EXERCISE PROMPT: Count the lines in the rows below that contain the string "item". Reply with the number alone.

PROVIDED ENTRIES:
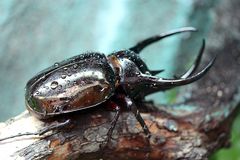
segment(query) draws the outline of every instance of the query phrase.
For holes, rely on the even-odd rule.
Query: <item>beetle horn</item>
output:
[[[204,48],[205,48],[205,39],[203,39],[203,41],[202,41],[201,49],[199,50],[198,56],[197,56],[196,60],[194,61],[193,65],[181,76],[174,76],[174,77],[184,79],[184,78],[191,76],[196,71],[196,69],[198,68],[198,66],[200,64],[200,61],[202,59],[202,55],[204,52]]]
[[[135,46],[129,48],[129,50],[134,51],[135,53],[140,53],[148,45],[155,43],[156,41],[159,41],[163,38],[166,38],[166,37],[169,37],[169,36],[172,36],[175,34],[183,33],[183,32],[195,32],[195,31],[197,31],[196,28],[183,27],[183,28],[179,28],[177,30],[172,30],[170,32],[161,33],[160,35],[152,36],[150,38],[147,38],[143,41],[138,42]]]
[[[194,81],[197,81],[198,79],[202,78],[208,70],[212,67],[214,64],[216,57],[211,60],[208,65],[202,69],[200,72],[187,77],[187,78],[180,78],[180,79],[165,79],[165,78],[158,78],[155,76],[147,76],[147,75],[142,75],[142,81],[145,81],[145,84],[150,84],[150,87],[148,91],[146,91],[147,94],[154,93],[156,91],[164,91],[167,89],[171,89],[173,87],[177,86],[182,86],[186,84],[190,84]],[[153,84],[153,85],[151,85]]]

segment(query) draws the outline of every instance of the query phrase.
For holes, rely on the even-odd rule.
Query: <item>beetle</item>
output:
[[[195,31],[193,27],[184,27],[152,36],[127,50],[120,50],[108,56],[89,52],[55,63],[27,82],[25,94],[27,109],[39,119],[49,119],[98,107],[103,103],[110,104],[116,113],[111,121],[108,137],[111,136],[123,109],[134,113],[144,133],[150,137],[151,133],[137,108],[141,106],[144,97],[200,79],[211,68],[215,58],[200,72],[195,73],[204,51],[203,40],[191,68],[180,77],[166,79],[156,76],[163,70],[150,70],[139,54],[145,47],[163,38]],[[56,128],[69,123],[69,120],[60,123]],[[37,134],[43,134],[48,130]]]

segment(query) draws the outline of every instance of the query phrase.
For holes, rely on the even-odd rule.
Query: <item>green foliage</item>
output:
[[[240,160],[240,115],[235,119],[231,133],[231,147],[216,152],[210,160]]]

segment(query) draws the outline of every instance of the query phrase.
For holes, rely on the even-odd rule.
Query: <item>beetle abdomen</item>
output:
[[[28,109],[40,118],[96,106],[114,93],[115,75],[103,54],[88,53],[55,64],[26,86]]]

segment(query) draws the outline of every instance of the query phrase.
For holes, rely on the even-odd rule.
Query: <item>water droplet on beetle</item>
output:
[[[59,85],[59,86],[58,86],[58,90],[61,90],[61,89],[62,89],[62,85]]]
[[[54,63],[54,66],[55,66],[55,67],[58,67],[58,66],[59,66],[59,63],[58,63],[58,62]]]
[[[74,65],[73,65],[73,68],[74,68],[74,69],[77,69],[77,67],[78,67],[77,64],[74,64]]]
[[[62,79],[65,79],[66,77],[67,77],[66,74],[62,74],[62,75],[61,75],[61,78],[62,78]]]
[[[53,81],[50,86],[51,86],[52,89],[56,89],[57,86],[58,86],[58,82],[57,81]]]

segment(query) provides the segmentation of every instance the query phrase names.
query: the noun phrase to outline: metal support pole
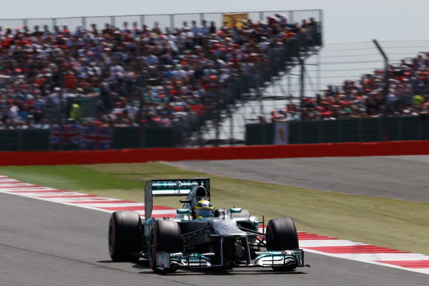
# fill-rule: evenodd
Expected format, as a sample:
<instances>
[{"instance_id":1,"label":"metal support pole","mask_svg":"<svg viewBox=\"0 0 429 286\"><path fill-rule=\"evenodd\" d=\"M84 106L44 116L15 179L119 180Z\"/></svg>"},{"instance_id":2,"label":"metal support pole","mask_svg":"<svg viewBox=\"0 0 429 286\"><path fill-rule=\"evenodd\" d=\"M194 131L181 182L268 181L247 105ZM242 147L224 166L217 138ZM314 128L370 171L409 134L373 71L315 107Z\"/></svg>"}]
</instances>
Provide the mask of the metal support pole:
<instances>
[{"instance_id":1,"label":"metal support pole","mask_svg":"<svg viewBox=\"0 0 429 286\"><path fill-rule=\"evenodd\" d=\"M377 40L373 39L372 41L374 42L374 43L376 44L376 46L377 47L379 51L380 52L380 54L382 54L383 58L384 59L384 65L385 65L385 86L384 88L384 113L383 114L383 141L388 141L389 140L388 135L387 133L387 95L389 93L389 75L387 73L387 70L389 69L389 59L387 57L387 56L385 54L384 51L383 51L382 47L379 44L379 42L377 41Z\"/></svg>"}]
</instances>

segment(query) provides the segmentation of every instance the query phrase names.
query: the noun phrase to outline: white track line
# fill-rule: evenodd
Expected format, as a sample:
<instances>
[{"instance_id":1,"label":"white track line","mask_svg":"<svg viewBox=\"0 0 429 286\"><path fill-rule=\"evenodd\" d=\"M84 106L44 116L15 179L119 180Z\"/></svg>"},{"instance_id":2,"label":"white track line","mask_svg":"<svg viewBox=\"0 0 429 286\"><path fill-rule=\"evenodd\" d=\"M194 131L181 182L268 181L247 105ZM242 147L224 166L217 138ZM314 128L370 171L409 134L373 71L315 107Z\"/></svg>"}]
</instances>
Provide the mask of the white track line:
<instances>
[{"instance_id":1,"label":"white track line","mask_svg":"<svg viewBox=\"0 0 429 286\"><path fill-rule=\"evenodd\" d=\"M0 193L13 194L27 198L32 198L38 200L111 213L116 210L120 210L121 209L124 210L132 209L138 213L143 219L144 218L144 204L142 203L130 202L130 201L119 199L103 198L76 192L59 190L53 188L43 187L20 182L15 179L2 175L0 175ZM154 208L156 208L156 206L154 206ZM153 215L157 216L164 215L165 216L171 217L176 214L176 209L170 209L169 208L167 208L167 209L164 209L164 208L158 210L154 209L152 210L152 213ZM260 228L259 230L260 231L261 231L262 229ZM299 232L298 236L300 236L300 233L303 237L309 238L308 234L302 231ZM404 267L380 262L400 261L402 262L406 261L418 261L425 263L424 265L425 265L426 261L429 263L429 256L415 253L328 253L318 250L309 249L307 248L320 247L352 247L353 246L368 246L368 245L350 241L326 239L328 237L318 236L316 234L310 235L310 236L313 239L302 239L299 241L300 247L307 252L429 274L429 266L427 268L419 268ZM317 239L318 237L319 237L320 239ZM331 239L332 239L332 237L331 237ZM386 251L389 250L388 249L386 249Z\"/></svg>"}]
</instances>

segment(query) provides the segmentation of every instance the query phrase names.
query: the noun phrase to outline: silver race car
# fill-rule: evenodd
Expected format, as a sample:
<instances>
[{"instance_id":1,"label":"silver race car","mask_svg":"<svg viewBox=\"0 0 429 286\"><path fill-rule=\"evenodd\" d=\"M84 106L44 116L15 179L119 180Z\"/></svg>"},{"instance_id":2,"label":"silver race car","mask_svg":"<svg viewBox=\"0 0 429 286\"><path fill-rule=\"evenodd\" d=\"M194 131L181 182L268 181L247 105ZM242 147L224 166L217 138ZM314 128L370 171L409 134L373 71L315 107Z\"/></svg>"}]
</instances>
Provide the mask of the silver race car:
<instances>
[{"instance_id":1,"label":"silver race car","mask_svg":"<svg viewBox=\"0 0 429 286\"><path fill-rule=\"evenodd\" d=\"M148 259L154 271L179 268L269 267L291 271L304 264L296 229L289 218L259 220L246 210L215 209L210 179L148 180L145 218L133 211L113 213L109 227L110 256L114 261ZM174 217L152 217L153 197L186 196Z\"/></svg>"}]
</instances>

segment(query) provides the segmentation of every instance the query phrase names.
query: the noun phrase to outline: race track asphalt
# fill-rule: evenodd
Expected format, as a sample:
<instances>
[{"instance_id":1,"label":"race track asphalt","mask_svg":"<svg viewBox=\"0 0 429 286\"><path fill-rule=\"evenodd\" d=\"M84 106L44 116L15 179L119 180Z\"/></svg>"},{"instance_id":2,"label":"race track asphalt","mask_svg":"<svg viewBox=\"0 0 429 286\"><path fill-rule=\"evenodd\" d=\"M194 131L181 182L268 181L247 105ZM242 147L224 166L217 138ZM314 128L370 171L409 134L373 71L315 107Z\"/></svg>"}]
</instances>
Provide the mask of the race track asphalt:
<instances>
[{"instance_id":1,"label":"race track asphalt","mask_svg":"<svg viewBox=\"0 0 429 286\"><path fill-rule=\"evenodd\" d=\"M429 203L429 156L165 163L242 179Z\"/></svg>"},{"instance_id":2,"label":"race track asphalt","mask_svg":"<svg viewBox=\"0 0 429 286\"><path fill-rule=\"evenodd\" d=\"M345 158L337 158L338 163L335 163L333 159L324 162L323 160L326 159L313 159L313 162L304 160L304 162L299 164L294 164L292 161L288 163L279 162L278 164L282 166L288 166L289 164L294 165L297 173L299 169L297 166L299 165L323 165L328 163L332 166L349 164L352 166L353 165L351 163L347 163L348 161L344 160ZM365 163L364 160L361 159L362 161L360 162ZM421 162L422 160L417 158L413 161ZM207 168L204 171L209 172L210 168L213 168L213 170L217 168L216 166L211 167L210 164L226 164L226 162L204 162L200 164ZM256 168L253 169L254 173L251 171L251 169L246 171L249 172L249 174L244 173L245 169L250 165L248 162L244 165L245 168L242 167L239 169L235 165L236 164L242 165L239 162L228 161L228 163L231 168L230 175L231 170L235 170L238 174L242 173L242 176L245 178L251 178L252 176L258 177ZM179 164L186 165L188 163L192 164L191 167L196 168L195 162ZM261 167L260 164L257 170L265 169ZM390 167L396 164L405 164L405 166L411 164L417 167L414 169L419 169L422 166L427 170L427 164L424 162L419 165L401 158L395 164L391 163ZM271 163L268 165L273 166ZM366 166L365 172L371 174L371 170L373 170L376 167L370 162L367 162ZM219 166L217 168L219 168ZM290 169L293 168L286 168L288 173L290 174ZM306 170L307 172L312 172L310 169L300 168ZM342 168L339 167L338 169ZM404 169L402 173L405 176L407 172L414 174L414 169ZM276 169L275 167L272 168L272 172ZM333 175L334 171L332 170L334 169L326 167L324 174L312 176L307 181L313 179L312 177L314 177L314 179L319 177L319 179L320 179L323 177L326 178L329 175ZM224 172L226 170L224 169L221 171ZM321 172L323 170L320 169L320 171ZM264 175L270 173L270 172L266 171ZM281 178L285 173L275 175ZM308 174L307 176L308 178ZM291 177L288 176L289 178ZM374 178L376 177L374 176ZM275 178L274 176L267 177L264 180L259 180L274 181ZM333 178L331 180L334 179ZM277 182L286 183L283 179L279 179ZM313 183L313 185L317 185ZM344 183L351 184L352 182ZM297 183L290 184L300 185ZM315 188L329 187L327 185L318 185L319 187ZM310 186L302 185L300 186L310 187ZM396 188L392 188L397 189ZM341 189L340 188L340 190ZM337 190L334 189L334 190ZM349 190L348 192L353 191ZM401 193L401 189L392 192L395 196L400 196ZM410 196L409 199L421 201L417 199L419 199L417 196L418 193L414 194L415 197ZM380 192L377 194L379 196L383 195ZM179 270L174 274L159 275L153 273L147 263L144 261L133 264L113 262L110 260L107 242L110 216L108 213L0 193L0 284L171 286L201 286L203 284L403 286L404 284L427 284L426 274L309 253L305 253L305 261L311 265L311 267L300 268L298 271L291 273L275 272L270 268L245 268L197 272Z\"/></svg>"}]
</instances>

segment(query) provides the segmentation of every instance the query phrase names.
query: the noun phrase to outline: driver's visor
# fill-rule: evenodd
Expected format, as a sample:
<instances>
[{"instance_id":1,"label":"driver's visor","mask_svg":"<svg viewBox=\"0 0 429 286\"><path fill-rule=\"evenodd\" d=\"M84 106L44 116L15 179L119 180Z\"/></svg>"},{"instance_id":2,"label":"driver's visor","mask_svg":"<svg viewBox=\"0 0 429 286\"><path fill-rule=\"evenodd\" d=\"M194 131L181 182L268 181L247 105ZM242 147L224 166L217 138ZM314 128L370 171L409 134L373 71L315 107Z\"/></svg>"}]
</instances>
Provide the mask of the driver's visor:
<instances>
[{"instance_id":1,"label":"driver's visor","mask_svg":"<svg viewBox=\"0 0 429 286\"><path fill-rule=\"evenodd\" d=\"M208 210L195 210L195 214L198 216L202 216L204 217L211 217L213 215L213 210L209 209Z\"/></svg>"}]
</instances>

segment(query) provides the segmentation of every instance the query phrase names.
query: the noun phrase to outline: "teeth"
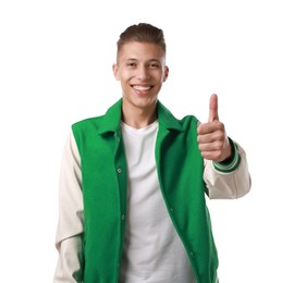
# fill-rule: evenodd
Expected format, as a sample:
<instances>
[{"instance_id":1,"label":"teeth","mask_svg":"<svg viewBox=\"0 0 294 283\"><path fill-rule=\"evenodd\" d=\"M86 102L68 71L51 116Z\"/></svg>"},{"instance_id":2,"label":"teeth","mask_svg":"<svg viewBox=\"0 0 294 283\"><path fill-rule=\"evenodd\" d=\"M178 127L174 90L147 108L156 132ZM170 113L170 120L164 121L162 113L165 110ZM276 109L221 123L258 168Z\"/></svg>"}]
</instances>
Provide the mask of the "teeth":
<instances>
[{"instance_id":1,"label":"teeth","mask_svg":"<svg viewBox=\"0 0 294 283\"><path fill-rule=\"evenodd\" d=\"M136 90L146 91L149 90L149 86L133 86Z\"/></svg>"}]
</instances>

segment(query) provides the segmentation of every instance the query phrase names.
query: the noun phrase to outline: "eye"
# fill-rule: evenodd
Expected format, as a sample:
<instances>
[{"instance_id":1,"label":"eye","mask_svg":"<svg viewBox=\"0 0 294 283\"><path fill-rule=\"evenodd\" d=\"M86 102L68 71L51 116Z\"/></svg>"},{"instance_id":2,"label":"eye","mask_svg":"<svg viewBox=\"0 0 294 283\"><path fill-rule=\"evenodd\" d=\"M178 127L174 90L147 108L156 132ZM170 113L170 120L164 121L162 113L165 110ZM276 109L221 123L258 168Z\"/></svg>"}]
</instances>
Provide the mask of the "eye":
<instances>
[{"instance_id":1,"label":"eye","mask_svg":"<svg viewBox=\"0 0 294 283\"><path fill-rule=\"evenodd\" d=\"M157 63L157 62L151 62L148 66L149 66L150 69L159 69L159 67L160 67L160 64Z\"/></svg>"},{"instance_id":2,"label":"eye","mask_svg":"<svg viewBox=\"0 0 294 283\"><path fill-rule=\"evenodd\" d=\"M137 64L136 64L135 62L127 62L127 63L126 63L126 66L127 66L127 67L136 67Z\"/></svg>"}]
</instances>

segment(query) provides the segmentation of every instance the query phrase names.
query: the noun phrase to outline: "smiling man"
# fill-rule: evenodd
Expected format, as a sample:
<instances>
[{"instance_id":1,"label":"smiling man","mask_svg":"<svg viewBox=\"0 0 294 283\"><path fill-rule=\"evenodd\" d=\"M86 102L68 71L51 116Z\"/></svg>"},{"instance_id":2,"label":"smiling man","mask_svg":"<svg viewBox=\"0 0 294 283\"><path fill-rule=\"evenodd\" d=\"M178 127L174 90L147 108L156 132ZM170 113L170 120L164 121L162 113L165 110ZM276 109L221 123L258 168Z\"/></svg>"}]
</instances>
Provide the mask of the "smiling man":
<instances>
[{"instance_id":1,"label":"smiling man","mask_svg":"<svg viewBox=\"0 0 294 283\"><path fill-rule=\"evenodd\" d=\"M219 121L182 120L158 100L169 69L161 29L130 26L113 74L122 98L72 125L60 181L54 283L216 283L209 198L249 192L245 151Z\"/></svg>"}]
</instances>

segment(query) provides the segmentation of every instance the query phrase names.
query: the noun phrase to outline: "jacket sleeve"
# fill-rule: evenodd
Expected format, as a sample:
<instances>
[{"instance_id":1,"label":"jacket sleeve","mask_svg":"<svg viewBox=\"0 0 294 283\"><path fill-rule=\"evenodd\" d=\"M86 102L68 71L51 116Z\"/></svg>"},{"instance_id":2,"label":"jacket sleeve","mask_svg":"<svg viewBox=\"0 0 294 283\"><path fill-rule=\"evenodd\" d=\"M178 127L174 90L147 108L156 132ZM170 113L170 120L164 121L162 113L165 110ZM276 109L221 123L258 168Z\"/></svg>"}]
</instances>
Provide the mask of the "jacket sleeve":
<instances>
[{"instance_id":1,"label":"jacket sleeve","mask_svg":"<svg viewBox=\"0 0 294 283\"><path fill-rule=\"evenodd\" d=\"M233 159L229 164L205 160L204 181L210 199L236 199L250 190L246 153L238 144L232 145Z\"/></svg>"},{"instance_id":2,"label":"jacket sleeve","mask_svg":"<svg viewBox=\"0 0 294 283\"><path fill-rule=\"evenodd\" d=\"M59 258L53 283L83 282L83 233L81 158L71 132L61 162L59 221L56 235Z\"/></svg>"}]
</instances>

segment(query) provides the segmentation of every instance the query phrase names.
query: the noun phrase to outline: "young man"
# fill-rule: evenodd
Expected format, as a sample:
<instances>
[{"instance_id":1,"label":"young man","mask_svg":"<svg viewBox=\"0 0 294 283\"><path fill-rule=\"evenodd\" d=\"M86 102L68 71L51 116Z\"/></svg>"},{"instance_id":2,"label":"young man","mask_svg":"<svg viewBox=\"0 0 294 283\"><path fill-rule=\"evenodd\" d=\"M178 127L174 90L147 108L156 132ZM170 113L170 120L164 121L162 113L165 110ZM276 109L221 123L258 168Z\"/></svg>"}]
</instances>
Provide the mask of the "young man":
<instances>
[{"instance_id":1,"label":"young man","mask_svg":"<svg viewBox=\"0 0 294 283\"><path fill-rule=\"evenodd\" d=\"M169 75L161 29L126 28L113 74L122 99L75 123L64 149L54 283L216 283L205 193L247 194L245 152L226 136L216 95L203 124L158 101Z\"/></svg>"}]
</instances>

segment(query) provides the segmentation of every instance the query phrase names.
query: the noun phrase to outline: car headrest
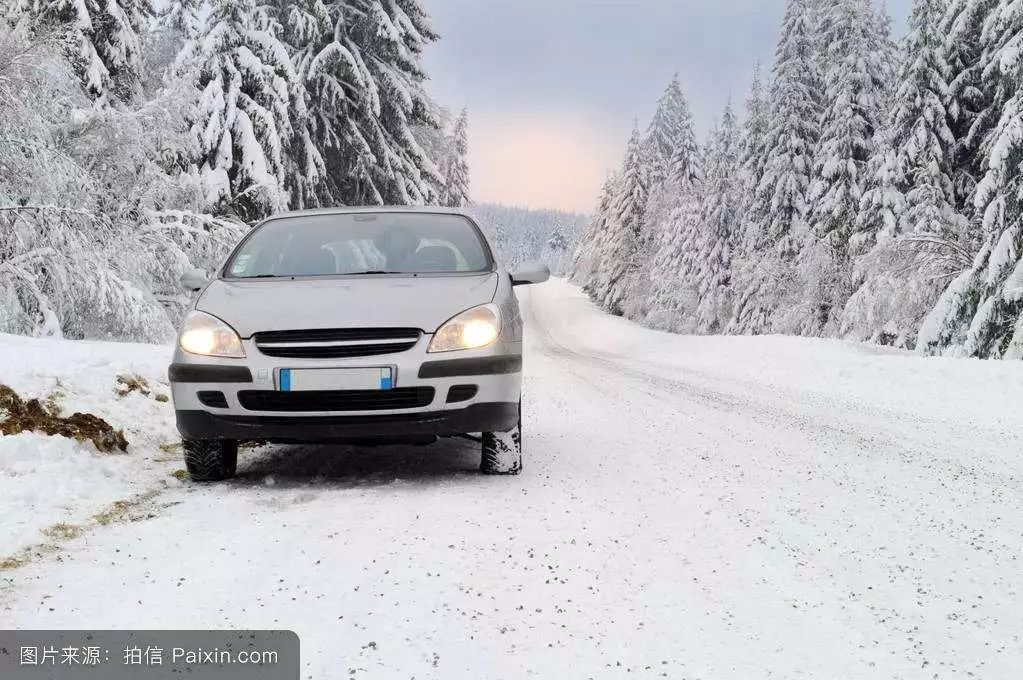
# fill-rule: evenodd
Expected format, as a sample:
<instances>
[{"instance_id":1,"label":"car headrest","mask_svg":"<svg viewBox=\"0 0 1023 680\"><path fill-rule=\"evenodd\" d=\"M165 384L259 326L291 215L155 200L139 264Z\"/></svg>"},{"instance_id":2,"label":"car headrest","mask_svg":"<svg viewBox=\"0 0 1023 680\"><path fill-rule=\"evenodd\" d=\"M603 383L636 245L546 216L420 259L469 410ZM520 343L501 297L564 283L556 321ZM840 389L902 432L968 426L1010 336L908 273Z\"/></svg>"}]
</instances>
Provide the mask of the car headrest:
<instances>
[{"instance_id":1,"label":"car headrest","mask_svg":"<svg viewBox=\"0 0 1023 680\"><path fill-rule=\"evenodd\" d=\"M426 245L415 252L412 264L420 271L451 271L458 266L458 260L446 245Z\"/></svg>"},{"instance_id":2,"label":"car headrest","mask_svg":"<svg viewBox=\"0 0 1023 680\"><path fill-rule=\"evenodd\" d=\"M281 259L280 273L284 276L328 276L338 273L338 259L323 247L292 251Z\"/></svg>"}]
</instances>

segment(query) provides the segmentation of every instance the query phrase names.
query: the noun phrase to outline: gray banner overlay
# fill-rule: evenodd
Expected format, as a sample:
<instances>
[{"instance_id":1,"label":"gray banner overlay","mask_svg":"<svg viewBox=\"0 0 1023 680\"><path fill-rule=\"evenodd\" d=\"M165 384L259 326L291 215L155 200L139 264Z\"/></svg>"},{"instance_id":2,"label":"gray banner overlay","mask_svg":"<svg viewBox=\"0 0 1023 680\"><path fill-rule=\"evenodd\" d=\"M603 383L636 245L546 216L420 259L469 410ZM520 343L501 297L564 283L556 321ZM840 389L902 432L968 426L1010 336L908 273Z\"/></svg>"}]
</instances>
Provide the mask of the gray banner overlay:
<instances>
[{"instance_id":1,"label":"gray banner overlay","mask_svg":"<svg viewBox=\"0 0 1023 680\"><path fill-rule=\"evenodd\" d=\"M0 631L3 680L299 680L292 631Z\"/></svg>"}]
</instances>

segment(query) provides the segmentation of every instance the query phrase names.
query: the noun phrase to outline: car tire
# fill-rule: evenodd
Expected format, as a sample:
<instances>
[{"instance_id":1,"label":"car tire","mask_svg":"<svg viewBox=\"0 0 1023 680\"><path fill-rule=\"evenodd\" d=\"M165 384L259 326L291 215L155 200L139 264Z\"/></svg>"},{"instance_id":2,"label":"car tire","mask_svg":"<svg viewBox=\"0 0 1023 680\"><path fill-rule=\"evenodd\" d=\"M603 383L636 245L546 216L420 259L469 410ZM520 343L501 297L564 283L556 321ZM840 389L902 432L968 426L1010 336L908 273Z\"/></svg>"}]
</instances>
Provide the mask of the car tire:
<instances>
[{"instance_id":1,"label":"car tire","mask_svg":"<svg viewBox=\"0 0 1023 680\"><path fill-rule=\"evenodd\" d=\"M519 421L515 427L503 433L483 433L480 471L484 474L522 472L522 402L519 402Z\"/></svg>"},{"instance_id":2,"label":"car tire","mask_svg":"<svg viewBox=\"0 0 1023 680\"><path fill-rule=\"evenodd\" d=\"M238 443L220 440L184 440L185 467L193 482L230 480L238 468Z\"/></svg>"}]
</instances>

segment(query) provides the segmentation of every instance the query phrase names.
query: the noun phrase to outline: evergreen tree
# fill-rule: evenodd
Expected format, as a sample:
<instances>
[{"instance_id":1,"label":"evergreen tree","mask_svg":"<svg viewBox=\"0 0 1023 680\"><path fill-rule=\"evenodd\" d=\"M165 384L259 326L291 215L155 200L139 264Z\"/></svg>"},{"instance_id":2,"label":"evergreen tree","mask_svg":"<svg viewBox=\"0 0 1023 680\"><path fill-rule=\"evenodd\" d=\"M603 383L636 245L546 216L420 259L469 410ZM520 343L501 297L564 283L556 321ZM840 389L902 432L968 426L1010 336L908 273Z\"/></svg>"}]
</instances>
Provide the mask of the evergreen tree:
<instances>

CORRECT RESPONSE: 5